Problem: In the essay about the Yeti and God, which figure from the Old Testament does the writer compare himself to?

Extract:
But the postulation of an infinitely complex God does not solve the problem of complexity in our world. It only makes us wonder: Who is this God of our fathers? And thus springs religion, to help a helpless Yeti. Religion would say “Yes, the world is complex, but that is all God’s doing. If you want to know God, follow us, for we are on the same quest.” But you cannot solve a problem of complexity by postulating an even greater complexity. A wristwatch may be a very complex piece of machinery, but the Yeti that put it together must have been even more complex. And so the religious Yeti chase after a god who cannot exist, let alone be understood. The believers wanter about endlessly, lost in a fog of darkness.


The Logical Fallacy of the God postulation has brought into this Yeti’s cave a new light, a new knowledge, and new amazement at the wonder of the universe. Meaning is not handed down from on high, but lifted up by our own minds and limned upon the heavens as a great shadow figure of our own yetiness.


This realization that there is in all probability no god at all on the top of the mountain has shaken this Yeti to the core. Perhaps if he hadn’t been so adamant in his early yetihood, it wouldn’t make such a difference to him now. Nevertheless, the sheer wonder with which he can now observe the universe is the greatest compensation for the cost in bravery that he has had to pay in order to make these realizations. He no longer feels rancor towards the persistently religious faithful, only pity.


And perhaps a little bit of desire to preach to the faithful masses of their infidelity to the tools of observation that their God has given to them in the first place. If one believes that God exists in any form, it is incumbent upon them to use their talents of observation and intellectual acumen that God supposedly gave to them.


Thus, it was no failing of virtue, no transgression of the law, no offense to God, that led me to the realization that there is, in all likelihood, no God at all, but rather a firm moral integrity and righteous judgment that finally left me no choice but to admit to myself and to Yeti everywhere, that to believe in God is to equivocate about the nature of existence in the first place.


I am like Jonah, the reluctant prophet of the Old Testament, swallowed up by the whale of Christianity, just as others have been swallowed by Islam, Judaism, or Zoroastrianism. The whale has finally tossed me back upon the shores of reason where I am left to flounder in both wonder and appreciation at the great expression of life; able to observe and describe, but never to explain.


The long winter of my discontent has come to an end. Will I mourn it’s loss?

Supplied information:
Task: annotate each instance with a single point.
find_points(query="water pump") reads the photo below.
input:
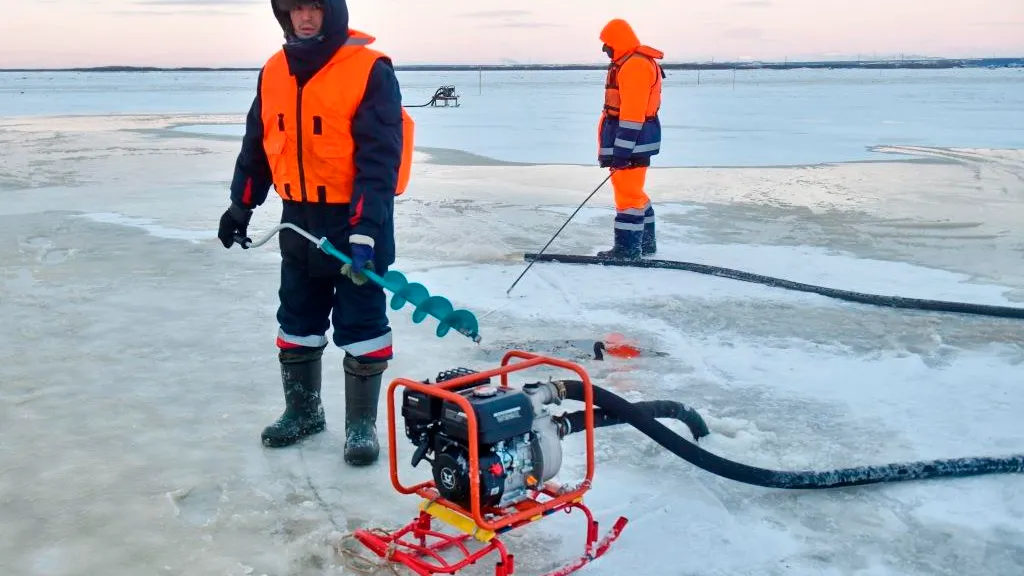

Final answer: Jonah, the reluctant prophet.